Source excerpt ->
————

Optimizing Data Processing for Product Comparison Script (Python)

four-eyes · September 10, 2024, 11:22am

I have a Python script that scrapes product data from multiple websites and performs various processing steps before saving the results as a comparison table (CSV and Excel). However, the data processing part is taking a long time, especially for large datasets. I’m looking for ways to optimize the script for faster execution.

Here’s a breakdown of the processing steps:

Cleaning product names: This involves removing unnecessary patterns in hebrew using expressions and string manipulations.
Fuzzy matching: Product names are compared against a reference list using fuzzywuzzy to identify potential matches, especially for slightly different product descriptions.
Duplicate checking and merging: Duplicate product names are identified and merged, keeping the most complete information from each website.the full code:

from bs4 import BeautifulSoup
import pandas as pd
import requests
import re
import time
import unicodedata
import json
import lxml
from datetime import datetime
from fuzzywuzzy import process

ronis_df = pd.read_csv("ronis_products.csv")
ronis_df.set_index("שם", inplace=True)
ronis_products_list = ronis_df.index.tolist()


# scrape from xxxxxx.co.il

paneco_base_url = "https://www.xxxxxx.co.il/"
categories = ["alcohol", "wine", "pack", "אביזרים", "בירה-2", "משקאות-אנרגיה"]


def scrape_catagory_page(category, page_number):
    url = f"{paneco_base_url}{category}?p={page_number}"

————

Material provided ->
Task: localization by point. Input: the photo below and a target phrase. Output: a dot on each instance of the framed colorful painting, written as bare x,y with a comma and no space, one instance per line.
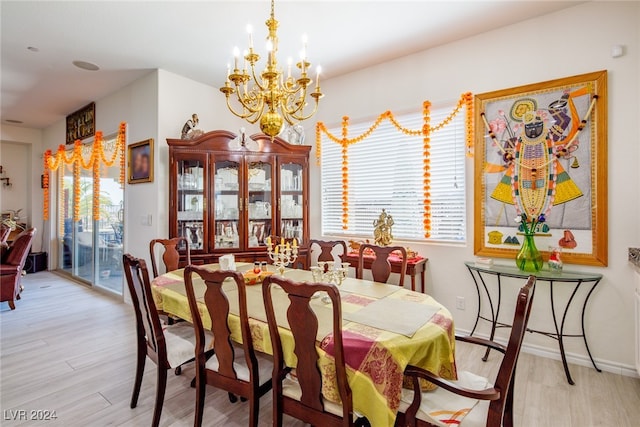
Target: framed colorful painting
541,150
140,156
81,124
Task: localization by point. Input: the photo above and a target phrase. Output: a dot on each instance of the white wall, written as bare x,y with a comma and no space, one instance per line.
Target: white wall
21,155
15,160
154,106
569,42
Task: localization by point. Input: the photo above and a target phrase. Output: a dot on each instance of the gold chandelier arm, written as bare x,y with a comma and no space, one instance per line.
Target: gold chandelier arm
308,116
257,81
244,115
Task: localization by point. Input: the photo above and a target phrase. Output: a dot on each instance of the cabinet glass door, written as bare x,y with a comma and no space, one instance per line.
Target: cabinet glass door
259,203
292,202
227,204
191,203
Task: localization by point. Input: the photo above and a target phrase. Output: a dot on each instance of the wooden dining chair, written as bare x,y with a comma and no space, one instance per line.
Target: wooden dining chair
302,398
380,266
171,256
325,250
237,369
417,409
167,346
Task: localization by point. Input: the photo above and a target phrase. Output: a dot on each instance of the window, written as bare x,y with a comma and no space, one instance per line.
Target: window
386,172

————

Task prompt ->
In the forum post on the product comparison script, why are product names compared against a reference list using fuzzywuzzy? Answer in one to three sentences.

Task answer ->
The comparison identifies potential matches, especially for product descriptions that are slightly different.